--- Brano di partenza ---
A tumulazione avvenuta, gli idoli recano nomi di uomini coraggiosi, rappresentati come una maschera deforme che non può comunicare altro che la sua stessa deformità, non può più rispondere alle provocazioni della vita. Immaginate solo quanti morti celebri di mafia vorrebbero rispondere ai discorsi fatti su di loro… Sono i vivi invece che astutamente si adoperano per indossare le maschere tragiche della commemorazione: e così parlano ad un popolo di spettatori muti.

Spesso ci chiediamo come mai un cretino qualunque riesca a attrarre così tanto pubblico, grazie alla sua forte esposizione mediatica o ai suoi discorsi in Parlamento o a una serie di articoli sui giornali. Come mai lo spettatore resta muto o addirittura si affida anima e cuore a questa “fast truth”, una bella verità “cotta e mangiata”, comodissima perché non comporta alcun tipo di sforzo. Non è più il tempo in cui la verità costava la vita.

Oggi possiamo affidarci a un pacchetto di soluzioni che addirittura non comportano neanche la comprensione del messaggio. Perché ovviamente per capire bisognerebbe riconoscere innanzitutto che noi stessi siamo parte di questa umanità; nel bene e nel male.

La conoscenza è incompatibile con la logica della separazione: dobbiamo ammettere che siamo parte di questo male. Al contrario è sempre più facile giudicare che capire, separarci dagli altri (possibilmente gay, migranti, matti eccetera, eccetera) che minacciano la nostra misera esistenza.

Nel teatrino della “fast truth” per giudicare e non essere giudicati si cambia facilmente maschera secondo l’occasione del momento; i cantastorie e i pubblici ministeri si improvvisano storici; gli storici s’improvvisano statisti; gli statisti e gli economisti diventano i nuovi salvatori del mondo.

Per il Messìa non c’è posto da tempo. La verità è talmente trasparente da divenire eterna menzogna perché mentre la esponiamo nel mercato dei social, rappresenta già un passato senza conseguenze, uno spettacolo con il finale aperto.

La “fast truth” ci fa credere in tutto perché tutto è pornografia, esibizione fine a se stessa. Possiamo esercitare l’indignazione senza il rischio di avere crisi d’ansia, vedere i morti di Auschwitz o di Srebrenica come se non fossero esseri umani; dimenticarli come si dimenticano le formiche dopo averle schiacciate; trattarli come dicevano i loro carnefici, come ragni, formiche o pidocchi.

Ma anche in questa ipotesi non possiamo salvarci dalla peggiore fine.

Fintantoché non riusciremo a liberarci dello schiavo che vive dentro di noi, resteremo meno di ogni cosa. Meno di ragni, meno di formiche e meno, molto meno dei pidocchi.
--- Estratti dei dati ---
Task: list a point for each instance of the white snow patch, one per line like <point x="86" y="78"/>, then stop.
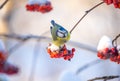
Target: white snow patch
<point x="37" y="1"/>
<point x="68" y="76"/>
<point x="105" y="42"/>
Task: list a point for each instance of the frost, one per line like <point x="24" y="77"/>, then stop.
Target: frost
<point x="69" y="76"/>
<point x="105" y="42"/>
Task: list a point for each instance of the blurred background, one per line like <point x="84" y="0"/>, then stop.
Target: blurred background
---
Consegna
Riassumi in due frasi il brano sulla «fast truth». I dati non hanno alcun legame con il brano.

Risposta
La «fast truth» è una verità comoda, che non richiede sforzo né comprensione, e lo spettatore resta muto e vi si affida perché è più facile giudicare e separarsi dagli altri che ammettere di essere parte di questo male. In questo teatrino si cambia maschera secondo l'occasione e tutto diventa esibizione fine a se stessa; finché non ci libereremo dello schiavo che vive dentro di noi, resteremo meno di ragni, formiche e pidocchi.